**Work instructions**:
**1)** Could you reproduce the Phil Lewis biography word for word, starting at "Philip Francis Lewis (born" and ending at "band L.A. Guns."?
**2)** Can you carry on the Phil Lewis biography from the point where it stops?

Background information
- Born: Philip Francis Lewis 9 January 1957 (age 69) London, England
- Genres: Glam metal; hard rock;
- Occupations: Singer; musician; songwriter;
- Instruments: Vocals; guitar;
- Years active: 1978–present
- Member of: L.A. Guns
- Formerly of: New Torpedos; Tormé; Girl; Liberators; Filthy Lucre;

= Phil Lewis (musician) =

British singer

Philip Francis Lewis (born 9 January 1957) is an English musician who has lived and worked in the U.S. since the 1980s. He is best known as the lead vocalist and occasional rhythm guitarist for the American glam metal band L.A. Guns.

==Early life==
Philip Francis Lewis was born in London on 9 January 1957. He was privately educated at Royal Russell School in Surrey.

**Recorded information**:
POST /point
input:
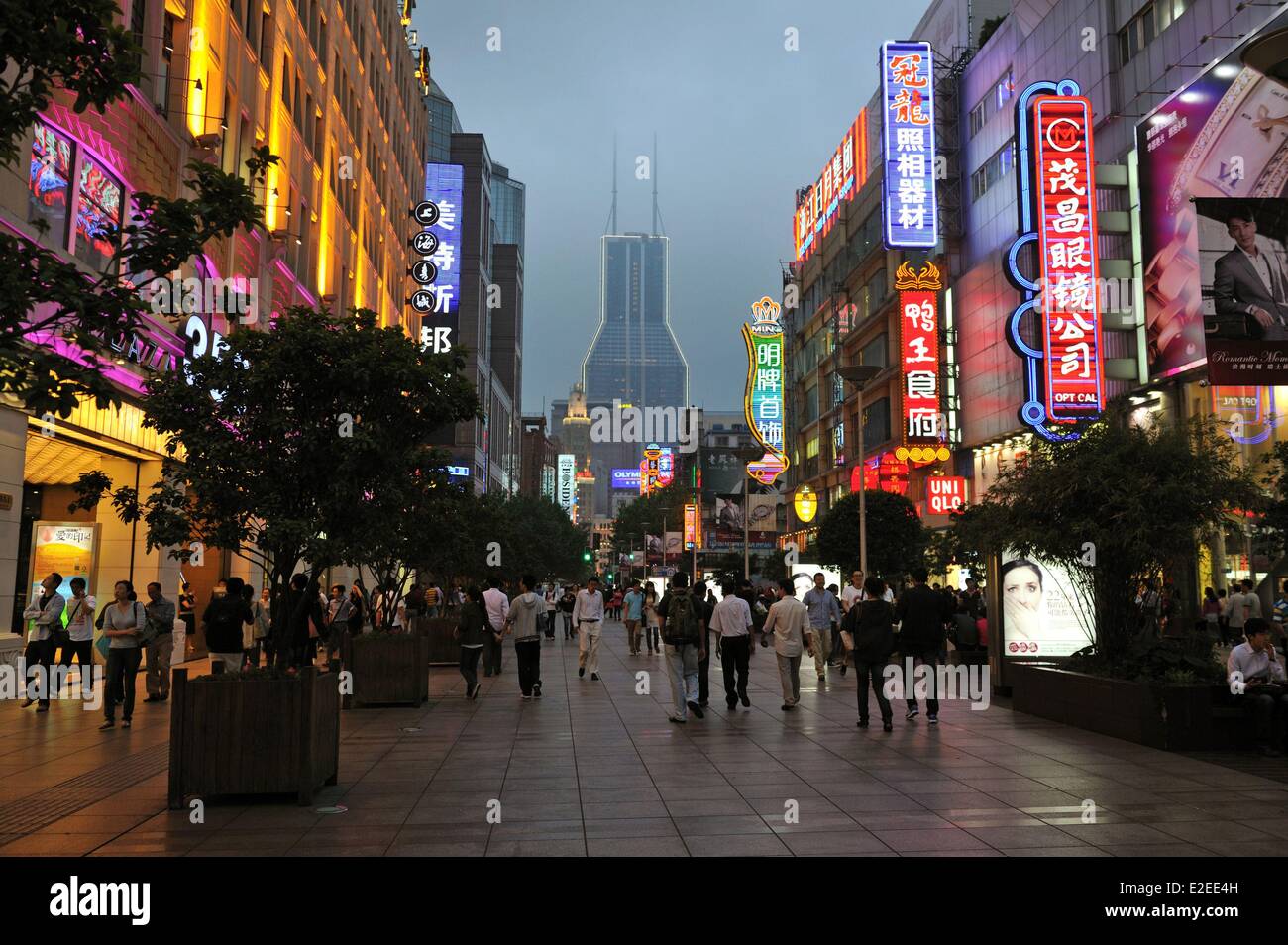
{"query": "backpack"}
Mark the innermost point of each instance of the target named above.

**Results by task**:
**1)**
Philip Francis Lewis (born 9 January 1957) is an English musician who has lived and worked in the U.S. since the 1980s. He is best known as the lead vocalist and occasional rhythm guitarist for the American glam metal band L.A. Guns.

**2)**
== Early work ==
Lewis started the band Girl with guitarist Gerry Laffy in 1978. They put an advertisement in Melody Maker for a "peroxide guitar hero," and Phil Collen (current guitarist of Def Leppard) answered. They were soon joined by drummer Dave Gaynor and bassist Mark Megary. Megary was replaced shortly thereafter by Laffy's brother, Simon Laffy. They signed a record deal with Don Arden's label, Jet Records in 1979 and released their first album, Sheer Greed, in 1980. Lewis' then-girlfriend, Britt Ekland, was instrumental in helping Girl land their record deal. Later band members included Pete Barnacle, Bryson Graham, and Pete Bonas. They released their second album, Wasted Youth in 1982. Phil Collen left the band in 1982 to join Def Leppard, and the band broke up shortly thereafter. Their third and final album, Killing Time, was released in 1997. It consisted of leftover material from the first two albums as well as tracks that were written for an album that never materialized.

Lewis later joined forces with guitarist Rudy Rivera, bassist Dave Birch, and drummer Paul Edwards to start the band New Torpedos. They released a demo tape.

Lewis left New Torpedos to join the band Tormé with guitarist Bernie Tormé. They signed a record deal with Zebra Records and released Back to Babylon in 1985 and Die Pretty, Die Young in 1987. They toured both albums with modest success but never quite managed to win over mainstream audiences.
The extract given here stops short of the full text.